##### Extracted data #####
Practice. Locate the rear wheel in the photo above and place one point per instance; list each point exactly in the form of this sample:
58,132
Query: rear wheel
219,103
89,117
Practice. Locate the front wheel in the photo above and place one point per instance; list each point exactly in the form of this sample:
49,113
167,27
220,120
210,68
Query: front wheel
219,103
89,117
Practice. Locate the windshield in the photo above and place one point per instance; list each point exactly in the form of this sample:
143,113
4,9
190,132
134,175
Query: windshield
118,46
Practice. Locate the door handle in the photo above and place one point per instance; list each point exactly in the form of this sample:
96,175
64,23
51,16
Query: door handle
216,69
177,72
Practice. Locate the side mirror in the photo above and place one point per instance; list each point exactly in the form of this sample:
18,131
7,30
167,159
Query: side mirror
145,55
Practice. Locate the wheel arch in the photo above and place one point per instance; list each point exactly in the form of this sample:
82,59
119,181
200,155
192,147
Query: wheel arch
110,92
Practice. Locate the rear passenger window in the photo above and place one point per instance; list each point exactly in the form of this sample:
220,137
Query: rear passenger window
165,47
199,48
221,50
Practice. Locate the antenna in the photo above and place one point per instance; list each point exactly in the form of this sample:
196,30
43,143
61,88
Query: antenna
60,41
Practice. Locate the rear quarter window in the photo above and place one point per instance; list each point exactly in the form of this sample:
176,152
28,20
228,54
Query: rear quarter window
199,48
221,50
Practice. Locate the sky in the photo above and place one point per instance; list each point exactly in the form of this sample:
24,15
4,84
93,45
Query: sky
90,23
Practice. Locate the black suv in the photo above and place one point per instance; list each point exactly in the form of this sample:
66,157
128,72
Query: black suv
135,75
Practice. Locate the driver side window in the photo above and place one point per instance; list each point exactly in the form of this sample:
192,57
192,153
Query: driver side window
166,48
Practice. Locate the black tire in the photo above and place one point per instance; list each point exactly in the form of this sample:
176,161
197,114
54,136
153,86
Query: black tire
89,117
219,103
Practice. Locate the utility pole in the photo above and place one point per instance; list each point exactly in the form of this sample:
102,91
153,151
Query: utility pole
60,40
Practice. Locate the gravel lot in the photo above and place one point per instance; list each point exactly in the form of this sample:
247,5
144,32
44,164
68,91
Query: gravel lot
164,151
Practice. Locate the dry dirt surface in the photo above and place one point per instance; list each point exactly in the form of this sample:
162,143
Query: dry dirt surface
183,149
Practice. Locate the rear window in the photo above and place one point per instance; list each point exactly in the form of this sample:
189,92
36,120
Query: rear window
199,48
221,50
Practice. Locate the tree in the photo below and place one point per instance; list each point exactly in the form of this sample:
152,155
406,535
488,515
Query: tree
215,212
#####
##### Extracted data #####
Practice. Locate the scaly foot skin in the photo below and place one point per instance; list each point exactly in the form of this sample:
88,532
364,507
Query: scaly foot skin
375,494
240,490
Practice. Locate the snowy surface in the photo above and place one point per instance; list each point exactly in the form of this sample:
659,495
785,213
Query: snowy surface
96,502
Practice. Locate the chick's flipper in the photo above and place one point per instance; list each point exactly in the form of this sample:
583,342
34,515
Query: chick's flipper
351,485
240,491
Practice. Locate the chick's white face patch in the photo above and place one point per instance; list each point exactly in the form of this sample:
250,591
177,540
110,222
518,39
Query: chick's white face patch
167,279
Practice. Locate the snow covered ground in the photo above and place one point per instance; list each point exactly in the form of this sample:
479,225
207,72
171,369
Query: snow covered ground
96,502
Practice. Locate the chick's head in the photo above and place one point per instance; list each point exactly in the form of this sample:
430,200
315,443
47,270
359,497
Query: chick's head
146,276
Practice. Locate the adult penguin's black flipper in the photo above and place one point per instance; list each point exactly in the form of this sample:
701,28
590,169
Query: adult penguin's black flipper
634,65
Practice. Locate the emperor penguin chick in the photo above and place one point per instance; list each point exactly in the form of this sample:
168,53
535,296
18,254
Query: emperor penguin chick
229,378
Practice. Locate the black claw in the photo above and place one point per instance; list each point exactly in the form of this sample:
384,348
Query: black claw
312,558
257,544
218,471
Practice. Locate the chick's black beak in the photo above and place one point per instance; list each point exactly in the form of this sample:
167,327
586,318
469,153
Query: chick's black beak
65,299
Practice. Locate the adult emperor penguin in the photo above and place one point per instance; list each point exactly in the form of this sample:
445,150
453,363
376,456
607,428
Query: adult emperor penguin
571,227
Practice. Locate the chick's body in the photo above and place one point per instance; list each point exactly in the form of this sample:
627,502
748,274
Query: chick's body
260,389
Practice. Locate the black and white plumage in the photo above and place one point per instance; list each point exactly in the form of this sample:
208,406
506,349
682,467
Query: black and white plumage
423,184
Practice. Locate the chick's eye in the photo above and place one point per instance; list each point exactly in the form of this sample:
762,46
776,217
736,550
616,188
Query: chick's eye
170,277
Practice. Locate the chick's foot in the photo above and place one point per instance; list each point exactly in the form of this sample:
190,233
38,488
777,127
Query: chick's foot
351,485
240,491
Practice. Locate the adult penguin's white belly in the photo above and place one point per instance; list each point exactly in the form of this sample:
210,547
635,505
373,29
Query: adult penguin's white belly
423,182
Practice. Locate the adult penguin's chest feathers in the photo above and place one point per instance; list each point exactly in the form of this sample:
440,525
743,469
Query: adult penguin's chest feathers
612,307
#####
##### Extracted data #####
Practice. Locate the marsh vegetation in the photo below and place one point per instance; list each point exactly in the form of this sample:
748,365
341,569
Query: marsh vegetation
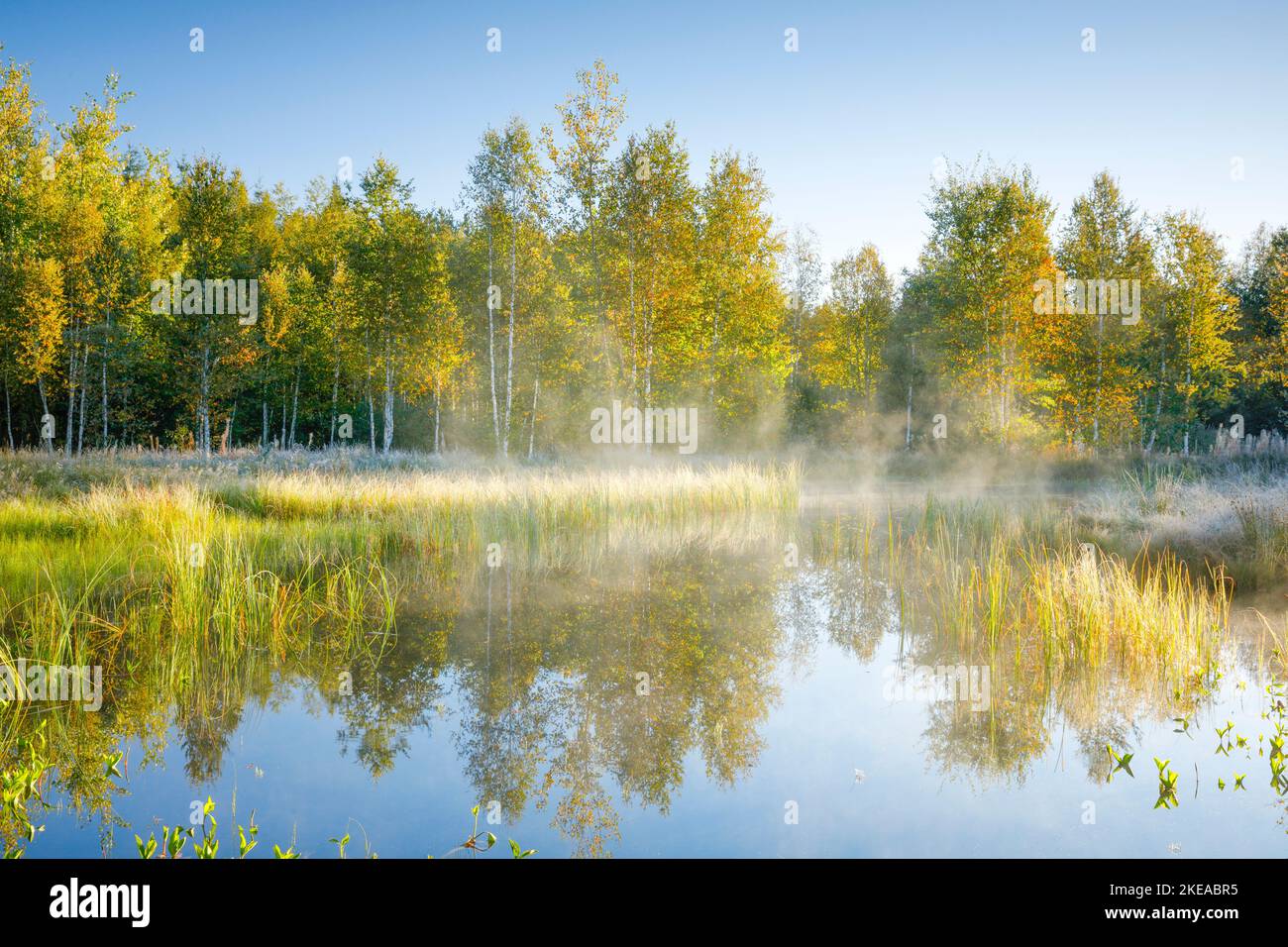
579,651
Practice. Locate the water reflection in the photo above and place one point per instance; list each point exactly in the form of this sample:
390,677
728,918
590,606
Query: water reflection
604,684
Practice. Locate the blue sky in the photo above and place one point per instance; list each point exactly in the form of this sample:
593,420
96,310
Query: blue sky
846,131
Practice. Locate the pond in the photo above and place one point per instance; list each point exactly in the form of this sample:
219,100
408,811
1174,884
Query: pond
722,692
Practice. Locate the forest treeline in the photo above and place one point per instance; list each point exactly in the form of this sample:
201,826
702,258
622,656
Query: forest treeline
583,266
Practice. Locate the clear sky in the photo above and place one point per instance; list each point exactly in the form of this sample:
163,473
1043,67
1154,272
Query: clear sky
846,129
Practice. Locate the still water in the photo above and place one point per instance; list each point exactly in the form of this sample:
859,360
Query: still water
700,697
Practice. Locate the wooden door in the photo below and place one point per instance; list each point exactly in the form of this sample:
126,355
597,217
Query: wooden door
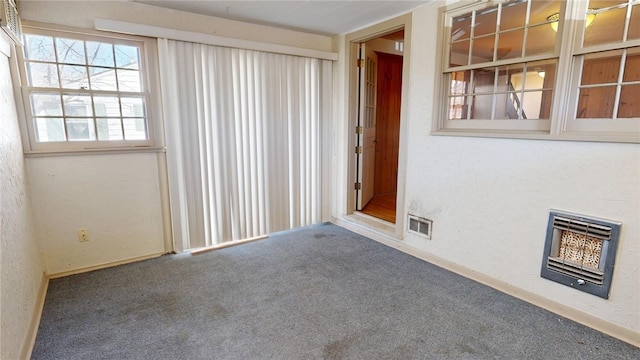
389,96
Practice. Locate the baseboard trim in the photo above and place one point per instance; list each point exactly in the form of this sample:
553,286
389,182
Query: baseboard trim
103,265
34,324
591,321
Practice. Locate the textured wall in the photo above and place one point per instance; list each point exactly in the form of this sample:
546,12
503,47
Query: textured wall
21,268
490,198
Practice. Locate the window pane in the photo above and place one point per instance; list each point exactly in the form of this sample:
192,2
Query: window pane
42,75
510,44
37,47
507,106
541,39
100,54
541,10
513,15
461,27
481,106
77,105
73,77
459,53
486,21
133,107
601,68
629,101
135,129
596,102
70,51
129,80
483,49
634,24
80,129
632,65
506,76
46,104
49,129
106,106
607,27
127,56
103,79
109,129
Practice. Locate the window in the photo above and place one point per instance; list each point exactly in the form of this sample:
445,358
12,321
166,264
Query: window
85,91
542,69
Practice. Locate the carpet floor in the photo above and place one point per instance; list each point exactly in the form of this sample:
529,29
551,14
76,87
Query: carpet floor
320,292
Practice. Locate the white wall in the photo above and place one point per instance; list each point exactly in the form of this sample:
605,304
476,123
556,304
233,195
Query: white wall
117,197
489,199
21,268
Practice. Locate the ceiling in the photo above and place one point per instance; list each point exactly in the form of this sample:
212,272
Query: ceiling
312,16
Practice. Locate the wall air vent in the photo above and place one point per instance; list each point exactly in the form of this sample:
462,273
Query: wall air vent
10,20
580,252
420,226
#####
Objective:
How many lines in the data above contain the string "wooden", with case counting? Give only the number.

Solution for this exercise:
2